PROBLEM DETAILS - Copy out the entries from the line containing "eye on this photo." through the line containing "<point>440,240</point>", changing "yellow" to "amber" and leaving everything else as it is.
::: RECORD LIST
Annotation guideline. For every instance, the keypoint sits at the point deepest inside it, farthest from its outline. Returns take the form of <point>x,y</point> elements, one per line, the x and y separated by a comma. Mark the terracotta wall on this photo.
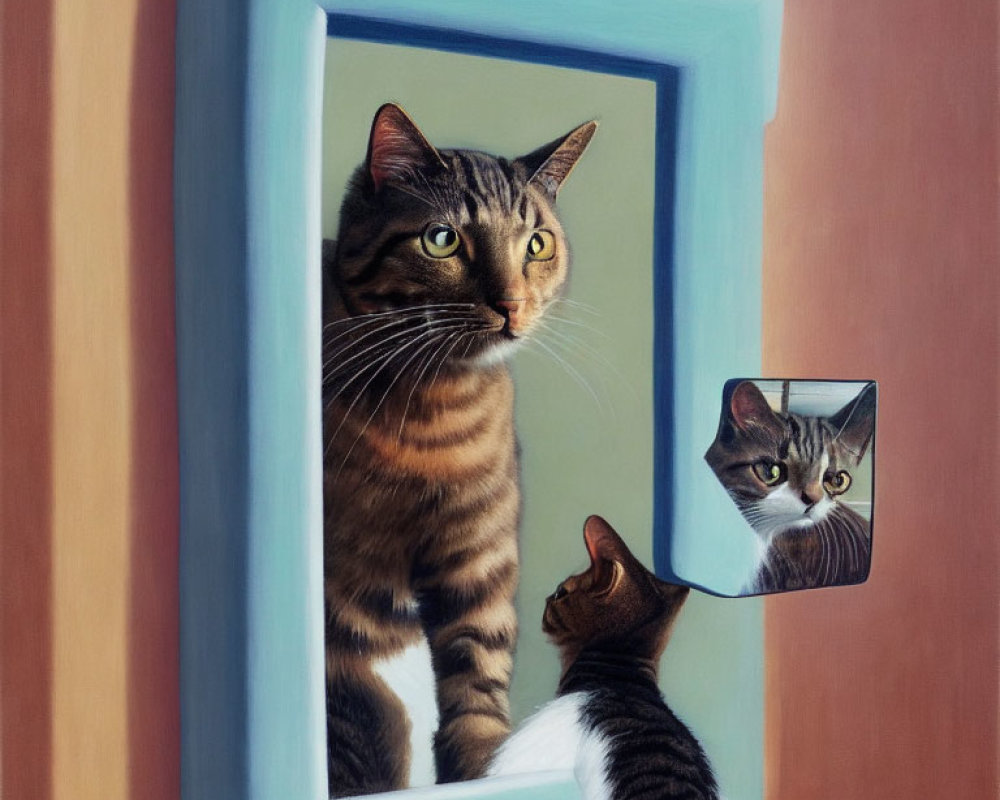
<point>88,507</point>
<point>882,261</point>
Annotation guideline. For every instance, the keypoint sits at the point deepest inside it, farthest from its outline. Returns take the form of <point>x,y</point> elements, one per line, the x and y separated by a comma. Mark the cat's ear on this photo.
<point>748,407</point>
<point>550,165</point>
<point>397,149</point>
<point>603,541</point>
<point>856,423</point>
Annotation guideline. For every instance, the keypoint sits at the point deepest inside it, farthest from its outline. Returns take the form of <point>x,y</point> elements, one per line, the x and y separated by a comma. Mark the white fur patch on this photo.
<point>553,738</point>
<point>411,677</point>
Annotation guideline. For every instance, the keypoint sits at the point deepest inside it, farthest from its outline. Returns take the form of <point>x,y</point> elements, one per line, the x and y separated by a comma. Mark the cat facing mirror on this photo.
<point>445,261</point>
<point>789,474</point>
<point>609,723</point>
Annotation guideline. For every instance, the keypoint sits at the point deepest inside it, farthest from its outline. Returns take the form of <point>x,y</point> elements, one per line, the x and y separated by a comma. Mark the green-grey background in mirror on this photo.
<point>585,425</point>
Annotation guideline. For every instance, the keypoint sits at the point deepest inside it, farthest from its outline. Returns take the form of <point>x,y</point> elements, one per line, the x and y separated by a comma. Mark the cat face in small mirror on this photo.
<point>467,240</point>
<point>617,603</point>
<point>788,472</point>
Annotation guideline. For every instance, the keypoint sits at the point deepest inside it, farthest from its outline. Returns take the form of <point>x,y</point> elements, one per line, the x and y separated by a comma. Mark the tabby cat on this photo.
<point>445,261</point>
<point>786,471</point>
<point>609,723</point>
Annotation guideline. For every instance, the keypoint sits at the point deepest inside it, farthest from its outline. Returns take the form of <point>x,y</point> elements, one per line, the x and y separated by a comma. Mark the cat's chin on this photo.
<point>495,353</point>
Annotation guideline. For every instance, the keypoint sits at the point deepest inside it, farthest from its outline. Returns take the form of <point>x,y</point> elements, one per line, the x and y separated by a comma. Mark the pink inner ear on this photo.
::::::
::: RECORD LIST
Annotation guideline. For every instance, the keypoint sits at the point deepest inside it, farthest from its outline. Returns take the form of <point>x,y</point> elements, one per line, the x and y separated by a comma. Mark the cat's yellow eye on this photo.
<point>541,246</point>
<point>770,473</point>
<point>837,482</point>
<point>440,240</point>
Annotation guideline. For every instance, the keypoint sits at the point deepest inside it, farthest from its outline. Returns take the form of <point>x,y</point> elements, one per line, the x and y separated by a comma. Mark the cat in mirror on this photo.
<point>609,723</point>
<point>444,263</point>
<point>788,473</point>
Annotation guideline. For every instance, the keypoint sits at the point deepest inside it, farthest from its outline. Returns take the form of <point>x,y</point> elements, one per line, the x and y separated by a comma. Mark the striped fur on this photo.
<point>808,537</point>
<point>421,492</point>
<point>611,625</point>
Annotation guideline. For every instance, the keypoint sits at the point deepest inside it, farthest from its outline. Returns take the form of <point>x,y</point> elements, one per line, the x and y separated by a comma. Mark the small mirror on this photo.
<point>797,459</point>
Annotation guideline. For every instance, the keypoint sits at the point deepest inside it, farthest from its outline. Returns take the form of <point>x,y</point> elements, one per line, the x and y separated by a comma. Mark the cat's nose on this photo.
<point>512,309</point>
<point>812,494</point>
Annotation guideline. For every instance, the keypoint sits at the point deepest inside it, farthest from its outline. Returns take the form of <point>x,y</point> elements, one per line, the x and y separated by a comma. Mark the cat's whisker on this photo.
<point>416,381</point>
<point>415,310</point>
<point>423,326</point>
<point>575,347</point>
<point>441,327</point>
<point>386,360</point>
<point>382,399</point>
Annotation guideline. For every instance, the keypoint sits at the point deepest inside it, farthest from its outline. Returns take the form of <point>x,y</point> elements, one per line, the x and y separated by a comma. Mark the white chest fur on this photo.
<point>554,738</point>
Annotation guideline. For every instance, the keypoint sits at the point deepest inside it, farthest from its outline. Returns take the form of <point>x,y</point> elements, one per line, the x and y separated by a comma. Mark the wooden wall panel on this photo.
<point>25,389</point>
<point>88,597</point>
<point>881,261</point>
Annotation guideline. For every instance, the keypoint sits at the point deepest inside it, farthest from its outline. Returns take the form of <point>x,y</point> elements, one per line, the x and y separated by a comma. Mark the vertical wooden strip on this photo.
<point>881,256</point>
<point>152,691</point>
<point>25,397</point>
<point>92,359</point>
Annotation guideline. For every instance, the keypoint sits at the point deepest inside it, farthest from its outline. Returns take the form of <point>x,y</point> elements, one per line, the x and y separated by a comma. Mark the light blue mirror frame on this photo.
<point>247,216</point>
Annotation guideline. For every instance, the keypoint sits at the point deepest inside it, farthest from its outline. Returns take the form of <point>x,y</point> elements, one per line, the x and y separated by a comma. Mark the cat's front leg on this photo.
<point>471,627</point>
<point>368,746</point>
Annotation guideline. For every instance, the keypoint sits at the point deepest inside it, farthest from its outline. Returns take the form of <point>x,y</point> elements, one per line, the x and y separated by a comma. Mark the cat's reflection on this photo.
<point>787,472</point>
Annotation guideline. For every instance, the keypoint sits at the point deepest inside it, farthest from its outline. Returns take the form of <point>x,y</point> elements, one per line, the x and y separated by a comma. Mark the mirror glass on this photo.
::::::
CORRECT ANSWER -
Annotation guideline. For every instance, the keypoint sits at the point deepest inside it, farthest from its outline. Returns take the form of <point>x,y</point> elements, one per line, the x and y separated by a comma. Mark the cat's amber eye on this photo.
<point>541,246</point>
<point>770,473</point>
<point>837,482</point>
<point>440,240</point>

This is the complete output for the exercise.